**Exercise:** Scan the listing below and copy every line holding "clicks".

**Information given:**
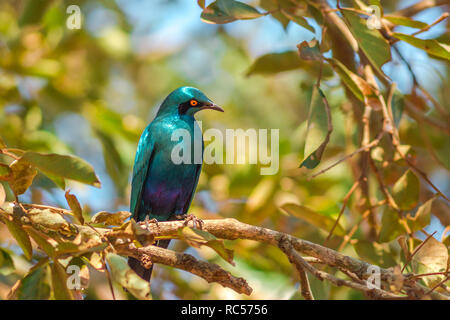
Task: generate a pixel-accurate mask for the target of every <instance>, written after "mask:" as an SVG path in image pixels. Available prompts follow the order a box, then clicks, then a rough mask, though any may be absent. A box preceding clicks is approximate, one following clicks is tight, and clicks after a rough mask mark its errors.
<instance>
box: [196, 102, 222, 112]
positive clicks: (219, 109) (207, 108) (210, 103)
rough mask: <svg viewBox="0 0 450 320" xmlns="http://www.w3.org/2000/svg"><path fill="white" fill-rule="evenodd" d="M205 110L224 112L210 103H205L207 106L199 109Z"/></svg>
mask: <svg viewBox="0 0 450 320" xmlns="http://www.w3.org/2000/svg"><path fill="white" fill-rule="evenodd" d="M205 109H211V110H216V111H220V112H224V111H223V109H222V108H221V107H219V106H218V105H216V104H214V103H212V102H211V103H207V104H205V105H203V106H201V107H200V110H205Z"/></svg>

**Solution for this task:**
Task: generate a pixel-accurate mask for the target of every <instance>, written after "mask:" as an SVG path in image pixels. Available prompts follow the order a box, then clicks, then a rough mask, though any may be absent. A box preceding clicks is approximate, one following clicks is tight, and clicks after a rough mask mark its errors.
positive clicks: (219, 109) (207, 108) (210, 103)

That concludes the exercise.